Give back the entire listing verbatim.

[Pointing dataset excerpts]
┌──
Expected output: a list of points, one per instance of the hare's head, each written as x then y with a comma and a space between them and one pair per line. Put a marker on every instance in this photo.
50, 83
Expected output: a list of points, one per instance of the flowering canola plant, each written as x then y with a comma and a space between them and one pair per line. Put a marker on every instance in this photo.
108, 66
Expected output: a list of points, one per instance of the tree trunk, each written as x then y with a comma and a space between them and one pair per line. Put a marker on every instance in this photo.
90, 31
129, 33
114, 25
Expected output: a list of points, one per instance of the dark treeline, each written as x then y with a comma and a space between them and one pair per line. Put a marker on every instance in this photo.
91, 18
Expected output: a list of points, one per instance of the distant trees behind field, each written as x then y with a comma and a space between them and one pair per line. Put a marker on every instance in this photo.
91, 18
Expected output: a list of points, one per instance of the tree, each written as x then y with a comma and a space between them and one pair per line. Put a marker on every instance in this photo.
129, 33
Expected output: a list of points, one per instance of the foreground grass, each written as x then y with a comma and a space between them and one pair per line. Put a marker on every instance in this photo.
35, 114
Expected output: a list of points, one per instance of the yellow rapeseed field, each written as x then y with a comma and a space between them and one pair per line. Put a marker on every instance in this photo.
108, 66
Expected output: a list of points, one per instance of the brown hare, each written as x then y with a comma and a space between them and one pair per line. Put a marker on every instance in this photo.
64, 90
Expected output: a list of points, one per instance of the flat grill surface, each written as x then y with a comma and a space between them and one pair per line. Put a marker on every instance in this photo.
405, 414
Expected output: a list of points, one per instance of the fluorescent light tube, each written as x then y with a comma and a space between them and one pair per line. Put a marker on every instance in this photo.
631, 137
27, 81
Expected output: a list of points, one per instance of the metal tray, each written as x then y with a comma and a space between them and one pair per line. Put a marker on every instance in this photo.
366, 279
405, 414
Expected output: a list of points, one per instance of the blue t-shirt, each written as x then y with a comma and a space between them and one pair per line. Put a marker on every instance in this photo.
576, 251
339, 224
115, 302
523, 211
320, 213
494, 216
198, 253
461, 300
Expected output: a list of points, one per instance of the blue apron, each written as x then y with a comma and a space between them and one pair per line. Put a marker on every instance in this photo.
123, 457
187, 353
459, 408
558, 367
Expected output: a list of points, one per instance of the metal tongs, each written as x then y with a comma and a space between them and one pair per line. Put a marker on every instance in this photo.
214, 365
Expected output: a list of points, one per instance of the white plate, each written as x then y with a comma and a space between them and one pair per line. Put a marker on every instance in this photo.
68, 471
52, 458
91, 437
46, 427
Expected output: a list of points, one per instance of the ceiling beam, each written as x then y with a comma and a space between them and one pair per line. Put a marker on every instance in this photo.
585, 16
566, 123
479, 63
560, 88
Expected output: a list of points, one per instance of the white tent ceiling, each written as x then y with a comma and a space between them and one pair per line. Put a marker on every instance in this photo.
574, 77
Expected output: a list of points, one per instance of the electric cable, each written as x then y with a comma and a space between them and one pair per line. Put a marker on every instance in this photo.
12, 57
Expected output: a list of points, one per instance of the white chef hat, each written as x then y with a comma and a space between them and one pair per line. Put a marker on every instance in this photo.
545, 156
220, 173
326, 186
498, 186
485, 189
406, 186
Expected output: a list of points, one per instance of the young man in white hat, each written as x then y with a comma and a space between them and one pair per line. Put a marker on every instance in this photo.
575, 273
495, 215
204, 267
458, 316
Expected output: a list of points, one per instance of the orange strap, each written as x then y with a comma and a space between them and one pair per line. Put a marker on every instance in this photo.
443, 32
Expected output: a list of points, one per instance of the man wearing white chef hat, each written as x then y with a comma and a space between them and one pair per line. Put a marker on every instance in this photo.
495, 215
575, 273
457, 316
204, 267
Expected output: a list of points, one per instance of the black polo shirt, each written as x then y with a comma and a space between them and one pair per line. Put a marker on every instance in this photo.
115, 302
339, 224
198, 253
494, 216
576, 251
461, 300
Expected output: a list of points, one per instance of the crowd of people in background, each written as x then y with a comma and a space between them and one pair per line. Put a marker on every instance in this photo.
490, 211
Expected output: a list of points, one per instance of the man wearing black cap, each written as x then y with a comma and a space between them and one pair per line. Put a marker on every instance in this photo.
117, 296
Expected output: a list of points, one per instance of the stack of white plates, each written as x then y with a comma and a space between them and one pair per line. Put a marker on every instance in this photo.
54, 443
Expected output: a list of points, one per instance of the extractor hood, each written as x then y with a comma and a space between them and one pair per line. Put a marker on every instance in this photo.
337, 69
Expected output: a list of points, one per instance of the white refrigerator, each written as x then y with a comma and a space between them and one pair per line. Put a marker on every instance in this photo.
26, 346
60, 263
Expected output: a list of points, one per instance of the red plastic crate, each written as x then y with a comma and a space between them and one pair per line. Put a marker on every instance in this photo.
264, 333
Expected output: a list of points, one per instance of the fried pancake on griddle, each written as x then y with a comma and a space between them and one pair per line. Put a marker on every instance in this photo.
└──
» FINISHED ANSWER:
Expected output: a list of points, one per instance of the hare's head, each written as x then y with a comma and a space between them and one pair per line. Put a marker on every instance in this photo.
50, 83
Expected output: a list of points, one per instance of the flowering canola plant, each written as x then y with a comma and a space between them and one pair per line. Put a marker on every instance in this photo.
108, 66
Expected output: a list of points, one per instance of the tree trunk, each written as x then y with a comma and a space between them and one pair per line. Put a marker on every instance in this photo.
90, 31
129, 33
114, 25
Expected output: a list of points, one per instance of the dark treeline, each written as x then y with a comma and a space between them and one pair per line. Put a marker on every instance in this photo.
91, 18
Expected output: a list of points, one per instance of the distant trees behind field, each written as x then y with a comma and a space between them and one pair per line. Put a marker on every instance in this photo.
91, 18
Expected output: a list of points, one per instance of the tree, each written as x then y with a comma and a space between them and one pair per line. Put a marker on every instance in this photo.
129, 33
Expected output: a list of points, one per instance of the foreground grass, each written as x then y with a comma and a space between them and one pair per line. Put a marker on every instance in this photo.
35, 114
Expected output: a list of points, one per instance of the yellow rapeseed field, each written as x then y with a comma and a space between them and one pair per line. Put a marker on every instance in this photo.
108, 66
Expected output: a list of points, one per instance of the brown hare, each written as x then y with a comma and a space between them and one pair per line. Put a marker on every instance in this photo.
64, 90
Expected output: a list of points, one per instance of the flat grill surface, each written as x then y with a comma and a space between them and one pair per line. Put a marker on every instance in this photo.
405, 414
Expected output: a list of points, one per instance of the fluorescent light tube, each written as x then y with a comma and a space between them and one pair per line. Put a marker on every instance in this photo.
631, 137
27, 81
Expected output: a list of points, one per instance of the metal tray, each written as x then y with a comma and a space between them and one pair per line. Put a marker on every instance in this photo.
366, 279
405, 414
Expected output: a list of points, one per instance of the blue t-shirt, each written as x then y with a comma and a space between them and one pair per line. Put a marker on every instance in this photo.
576, 251
339, 224
115, 302
523, 211
320, 213
494, 216
198, 253
461, 300
Expected output: a list of points, one per instance of the blue apron, each written as x then y with a comma and a space between them and one pair per line. Put a marker on every instance in this photo.
123, 457
187, 353
459, 408
558, 367
Expected output: a list of points, one per instance of the metal tongs, each written as x then y with a comma and a space between them and one pair per line. Put a marker on every instance in this photo.
214, 365
Expected output: a list of points, one per instance of the white plate, each written as x then y with a comma and a space between them and one pair per line. Put a marker on every instance in this photo.
68, 471
52, 458
91, 437
46, 427
Expected output: a list of points, one per instance of the ceiling beam, each written as x then y with a comma and a space between them and one pair per line. Put a marker on every instance in this photo.
585, 16
566, 123
479, 63
560, 88
Expected output: a list of points, one per instance of the white tent ceiling, each written as x then y with a comma and a space between them and one pair per line. Put a marker on every instance in this photo.
574, 77
Expected output: a list of points, one per instance of the electric cable, each written as x then y with a comma and a space between them and one pair per line. Put a marker on every instance in this photo.
12, 57
Expected output: a list of points, one per instance of the white chef hat, each written as x then y with a comma and a space between them and one pair per line. Put a marker on every instance in this photo.
545, 156
220, 173
326, 186
498, 186
485, 189
406, 186
Expected output: a list of points, one per instance of the young man in white hat, each written as x then y with a comma and a space between them and one pair per line. Put a marker on every instance in this photo.
575, 273
495, 215
204, 267
458, 316
Expected output: a list of points, one per instance of the orange strap, each written as x then y with a comma and a space between them and one pair per line. Put a marker on every instance in this photo.
443, 32
Expected output: a list of points, one per instance of the man wearing white chef hat, each written as x then y with a comma and a space between them and one pair per line. Put a marker on every instance in this photo.
495, 215
575, 273
457, 316
204, 267
Expected output: a list of points, one per instance of the black polo shirt, each written as x then y with a comma and a space between them and one pair per line. Put a marker on every instance in this photo.
115, 302
339, 224
198, 253
494, 216
576, 251
461, 300
Expected output: a list of points, one per instance of the crowd of people in background, each written as x then y with a comma and a space between them and one pair per line. Put a marker on every instance in this photo.
490, 211
Expected output: a list of points, one per instance of the man wearing black cap, each written as x then y with a comma and a space between them and one pair per line. Put a marker on every instance in this photo.
117, 296
Expected output: a list of points, one per instance of the stack of white plates, each written as x then y with a comma and a space between them and one pair per line. Put a marker on every instance in this photo.
54, 443
Expected output: a list of points, one per instance of the extractor hood, each written as x then y with a comma and a space between them and one pair per line. Put a marker on every instance in this photo.
337, 69
Expected output: a list of points, one per instance of the white refrigerator, each written as x then y with a comma and a space between them and one pair per line. Put a marker on every instance in this photo.
26, 346
60, 263
Expected output: a list of points, one per instance of the red plastic crate, each written as x then y with a comma and a space between them and one pair per line. Put a marker on every instance in this photo.
264, 333
Expected output: a list of points, one per instance of the fried pancake on griddle, each written as x then y with a comma and a space between them and one pair per line. Put a marker on every instance in this photo.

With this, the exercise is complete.